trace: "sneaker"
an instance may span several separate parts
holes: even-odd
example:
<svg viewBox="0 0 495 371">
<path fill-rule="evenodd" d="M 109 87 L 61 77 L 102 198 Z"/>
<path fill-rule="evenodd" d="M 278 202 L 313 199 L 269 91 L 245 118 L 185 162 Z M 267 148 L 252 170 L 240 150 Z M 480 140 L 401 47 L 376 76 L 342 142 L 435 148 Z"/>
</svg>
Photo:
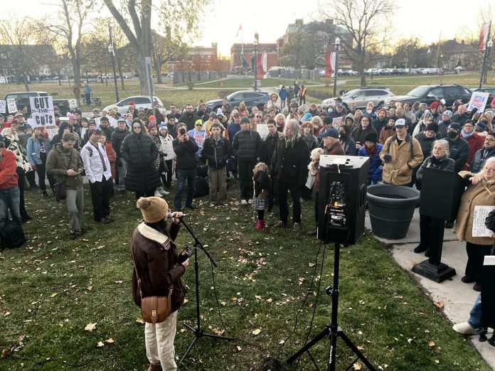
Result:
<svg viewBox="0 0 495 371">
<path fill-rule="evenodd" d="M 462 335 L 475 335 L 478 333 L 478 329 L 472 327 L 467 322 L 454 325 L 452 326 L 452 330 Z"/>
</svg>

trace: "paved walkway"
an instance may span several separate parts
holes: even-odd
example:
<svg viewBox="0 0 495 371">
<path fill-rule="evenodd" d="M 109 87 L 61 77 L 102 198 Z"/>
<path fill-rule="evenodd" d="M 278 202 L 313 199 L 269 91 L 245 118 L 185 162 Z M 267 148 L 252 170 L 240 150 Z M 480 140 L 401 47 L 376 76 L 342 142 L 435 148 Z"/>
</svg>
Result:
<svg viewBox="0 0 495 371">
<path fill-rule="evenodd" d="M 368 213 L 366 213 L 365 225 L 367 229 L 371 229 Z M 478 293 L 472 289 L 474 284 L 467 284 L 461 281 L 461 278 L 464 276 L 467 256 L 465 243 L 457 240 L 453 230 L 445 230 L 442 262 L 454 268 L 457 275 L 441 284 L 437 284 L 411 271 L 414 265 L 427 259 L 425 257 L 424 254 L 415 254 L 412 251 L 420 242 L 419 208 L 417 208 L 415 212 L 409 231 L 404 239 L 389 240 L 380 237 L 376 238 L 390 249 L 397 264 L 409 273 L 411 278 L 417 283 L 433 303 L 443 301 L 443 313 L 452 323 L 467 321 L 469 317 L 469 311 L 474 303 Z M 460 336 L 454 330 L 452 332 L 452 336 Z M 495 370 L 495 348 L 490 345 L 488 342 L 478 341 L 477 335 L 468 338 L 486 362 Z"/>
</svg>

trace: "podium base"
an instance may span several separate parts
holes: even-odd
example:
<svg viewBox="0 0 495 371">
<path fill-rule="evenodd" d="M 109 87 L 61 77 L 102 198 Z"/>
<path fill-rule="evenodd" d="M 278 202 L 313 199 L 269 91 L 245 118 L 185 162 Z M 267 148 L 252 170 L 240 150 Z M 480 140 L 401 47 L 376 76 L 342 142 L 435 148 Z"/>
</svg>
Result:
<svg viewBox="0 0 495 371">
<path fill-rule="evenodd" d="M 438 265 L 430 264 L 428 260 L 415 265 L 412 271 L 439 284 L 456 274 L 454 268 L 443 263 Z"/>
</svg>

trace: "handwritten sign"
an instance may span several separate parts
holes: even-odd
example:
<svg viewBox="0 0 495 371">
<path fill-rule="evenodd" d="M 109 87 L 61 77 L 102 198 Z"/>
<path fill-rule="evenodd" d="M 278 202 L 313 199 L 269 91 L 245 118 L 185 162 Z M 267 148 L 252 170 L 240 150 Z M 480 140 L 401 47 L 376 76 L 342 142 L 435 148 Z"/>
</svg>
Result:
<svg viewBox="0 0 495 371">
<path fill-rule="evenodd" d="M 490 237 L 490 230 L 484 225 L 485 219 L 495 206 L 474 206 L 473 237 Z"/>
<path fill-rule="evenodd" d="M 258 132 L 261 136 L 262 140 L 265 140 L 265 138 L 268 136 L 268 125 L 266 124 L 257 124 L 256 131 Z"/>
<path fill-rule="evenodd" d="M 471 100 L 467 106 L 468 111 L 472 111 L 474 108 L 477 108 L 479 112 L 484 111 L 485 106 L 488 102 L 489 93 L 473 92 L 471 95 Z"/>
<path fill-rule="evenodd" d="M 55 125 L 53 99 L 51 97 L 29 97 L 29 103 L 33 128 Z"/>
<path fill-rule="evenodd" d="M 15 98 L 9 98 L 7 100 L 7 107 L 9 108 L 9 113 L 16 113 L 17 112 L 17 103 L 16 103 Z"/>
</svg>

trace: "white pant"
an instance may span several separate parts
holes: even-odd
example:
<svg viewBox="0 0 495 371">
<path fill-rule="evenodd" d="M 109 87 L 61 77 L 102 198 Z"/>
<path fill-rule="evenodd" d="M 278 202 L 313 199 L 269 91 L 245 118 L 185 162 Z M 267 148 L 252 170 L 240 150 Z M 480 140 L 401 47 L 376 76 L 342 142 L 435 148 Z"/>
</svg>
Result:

-*-*-

| PROBLEM DESCRIPTION |
Transcribe the material exactly, leaving every picture out.

| WRITTEN ANSWER |
trace: "sneaker"
an instance may span several separate parts
holes: even-odd
example:
<svg viewBox="0 0 495 371">
<path fill-rule="evenodd" d="M 109 87 L 61 77 L 102 198 Z"/>
<path fill-rule="evenodd" d="M 278 202 L 313 199 L 269 91 L 245 118 L 185 162 Z M 267 148 L 252 170 L 240 150 Z M 480 140 L 401 47 L 376 76 L 342 142 L 435 148 Z"/>
</svg>
Photo:
Result:
<svg viewBox="0 0 495 371">
<path fill-rule="evenodd" d="M 462 335 L 475 335 L 478 333 L 478 329 L 472 327 L 467 322 L 454 325 L 452 326 L 452 330 Z"/>
</svg>

trace: "paved walkway"
an instance may span several separate parts
holes: even-odd
example:
<svg viewBox="0 0 495 371">
<path fill-rule="evenodd" d="M 109 87 L 61 77 L 102 198 Z"/>
<path fill-rule="evenodd" d="M 278 202 L 313 199 L 269 91 L 245 118 L 185 162 Z M 267 148 L 252 170 L 240 150 Z M 480 140 L 401 47 L 376 76 L 342 142 L 435 148 Z"/>
</svg>
Result:
<svg viewBox="0 0 495 371">
<path fill-rule="evenodd" d="M 368 213 L 366 213 L 365 225 L 367 229 L 371 229 Z M 478 293 L 472 289 L 474 284 L 467 284 L 461 281 L 461 278 L 464 276 L 467 256 L 465 243 L 457 240 L 453 230 L 445 230 L 442 262 L 454 268 L 457 275 L 441 284 L 437 284 L 411 271 L 414 265 L 427 259 L 425 257 L 424 254 L 415 254 L 412 251 L 420 242 L 419 208 L 417 208 L 415 212 L 409 231 L 404 239 L 389 240 L 380 237 L 376 238 L 390 249 L 397 264 L 409 273 L 411 278 L 417 283 L 433 303 L 443 301 L 443 313 L 452 323 L 467 321 L 469 317 L 469 311 L 474 303 Z M 460 336 L 454 330 L 452 332 L 452 336 Z M 495 370 L 495 348 L 490 345 L 488 342 L 478 341 L 477 335 L 468 338 L 486 362 Z"/>
</svg>

trace: "podium base"
an instance may span several separate parts
holes: even-odd
example:
<svg viewBox="0 0 495 371">
<path fill-rule="evenodd" d="M 109 87 L 61 77 L 102 198 Z"/>
<path fill-rule="evenodd" d="M 278 202 L 313 199 L 269 91 L 245 118 L 185 162 Z M 267 148 L 252 170 L 240 150 Z M 480 140 L 401 47 L 376 76 L 342 142 L 435 148 Z"/>
</svg>
Result:
<svg viewBox="0 0 495 371">
<path fill-rule="evenodd" d="M 438 265 L 430 264 L 428 260 L 415 265 L 412 271 L 439 284 L 456 274 L 454 268 L 443 263 Z"/>
</svg>

trace: "handwritten sign"
an instance may span several separate parts
holes: even-odd
example:
<svg viewBox="0 0 495 371">
<path fill-rule="evenodd" d="M 109 87 L 61 77 L 102 198 Z"/>
<path fill-rule="evenodd" d="M 278 202 L 313 199 L 269 91 L 245 118 L 185 162 Z M 267 148 L 252 170 L 240 150 Z M 480 140 L 401 47 L 376 76 L 342 142 L 435 148 Z"/>
</svg>
Result:
<svg viewBox="0 0 495 371">
<path fill-rule="evenodd" d="M 490 237 L 490 230 L 484 225 L 485 219 L 495 206 L 474 206 L 473 237 Z"/>
<path fill-rule="evenodd" d="M 258 132 L 261 136 L 262 140 L 265 140 L 265 138 L 268 136 L 268 125 L 266 124 L 257 124 L 256 131 Z"/>
<path fill-rule="evenodd" d="M 471 100 L 467 106 L 468 111 L 472 111 L 474 108 L 477 108 L 479 112 L 484 111 L 485 106 L 488 102 L 489 93 L 473 92 L 471 95 Z"/>
<path fill-rule="evenodd" d="M 55 125 L 53 99 L 51 97 L 29 97 L 29 103 L 33 128 Z"/>
<path fill-rule="evenodd" d="M 15 98 L 9 98 L 7 100 L 7 107 L 9 108 L 9 113 L 16 113 L 17 112 L 17 103 L 16 103 Z"/>
</svg>

trace: "white pant"
an instance may span several separate parts
holes: even-odd
example:
<svg viewBox="0 0 495 371">
<path fill-rule="evenodd" d="M 109 87 L 61 77 L 102 198 Z"/>
<path fill-rule="evenodd" d="M 278 202 L 313 199 L 269 91 L 245 118 L 185 162 Z M 267 148 L 252 170 L 240 150 Z M 480 140 L 401 47 L 376 76 L 342 142 L 435 148 Z"/>
</svg>
Result:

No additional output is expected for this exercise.